§ Provided information:

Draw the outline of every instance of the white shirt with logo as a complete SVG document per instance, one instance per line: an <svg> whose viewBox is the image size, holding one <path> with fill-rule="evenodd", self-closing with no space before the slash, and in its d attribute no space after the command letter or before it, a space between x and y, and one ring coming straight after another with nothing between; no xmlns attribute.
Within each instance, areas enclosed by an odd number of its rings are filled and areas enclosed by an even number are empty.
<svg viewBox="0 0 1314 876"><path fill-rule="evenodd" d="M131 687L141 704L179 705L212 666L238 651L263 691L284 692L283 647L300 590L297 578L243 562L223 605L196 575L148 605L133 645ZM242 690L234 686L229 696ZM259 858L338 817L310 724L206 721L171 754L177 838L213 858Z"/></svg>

--

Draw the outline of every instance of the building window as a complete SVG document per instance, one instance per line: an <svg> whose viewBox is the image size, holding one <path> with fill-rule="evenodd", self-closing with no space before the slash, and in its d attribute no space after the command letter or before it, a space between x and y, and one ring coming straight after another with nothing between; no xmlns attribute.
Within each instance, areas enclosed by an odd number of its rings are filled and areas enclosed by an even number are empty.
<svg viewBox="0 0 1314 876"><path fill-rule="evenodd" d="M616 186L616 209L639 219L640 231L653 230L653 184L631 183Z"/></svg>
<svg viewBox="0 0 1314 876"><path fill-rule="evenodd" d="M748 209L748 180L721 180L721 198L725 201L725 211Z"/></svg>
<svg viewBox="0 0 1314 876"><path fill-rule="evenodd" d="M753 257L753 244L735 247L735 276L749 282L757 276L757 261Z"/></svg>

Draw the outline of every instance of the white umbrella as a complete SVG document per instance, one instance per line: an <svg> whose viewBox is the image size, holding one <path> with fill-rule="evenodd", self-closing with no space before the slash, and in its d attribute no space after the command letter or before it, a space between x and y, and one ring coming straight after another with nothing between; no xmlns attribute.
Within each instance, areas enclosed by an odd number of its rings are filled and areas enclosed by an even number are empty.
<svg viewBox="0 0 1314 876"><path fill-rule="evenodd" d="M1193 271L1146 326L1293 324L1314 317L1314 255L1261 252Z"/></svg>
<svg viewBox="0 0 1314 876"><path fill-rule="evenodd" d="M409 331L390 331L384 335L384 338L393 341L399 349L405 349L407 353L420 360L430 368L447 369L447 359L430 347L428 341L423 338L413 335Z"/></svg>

§ Set problem: Copy the data again without any changes, starting at the line that contains "Draw the outline of every instance of the white umbrella" and ending at the line that contains "331L390 331L384 335L384".

§ Problem solution:
Draw the outline of every instance of the white umbrella as a complete SVG document per instance, one instance per line: an <svg> whose viewBox is the image size, holding one <path> with fill-rule="evenodd", self-closing with no space before the slash, and in its d attribute no space after the command letter or before it, a space between x and y, and one ring coming straight after another with nothing between; no xmlns attribute.
Within each instance, areas enclosed by an odd number of its rings are filled and areas enclosed by an even number are empty.
<svg viewBox="0 0 1314 876"><path fill-rule="evenodd" d="M1193 271L1146 326L1293 324L1314 317L1314 255L1261 252Z"/></svg>
<svg viewBox="0 0 1314 876"><path fill-rule="evenodd" d="M409 331L390 331L384 335L384 338L393 341L399 349L405 349L407 353L420 360L430 368L447 369L447 359L430 347L428 341L423 338L413 335Z"/></svg>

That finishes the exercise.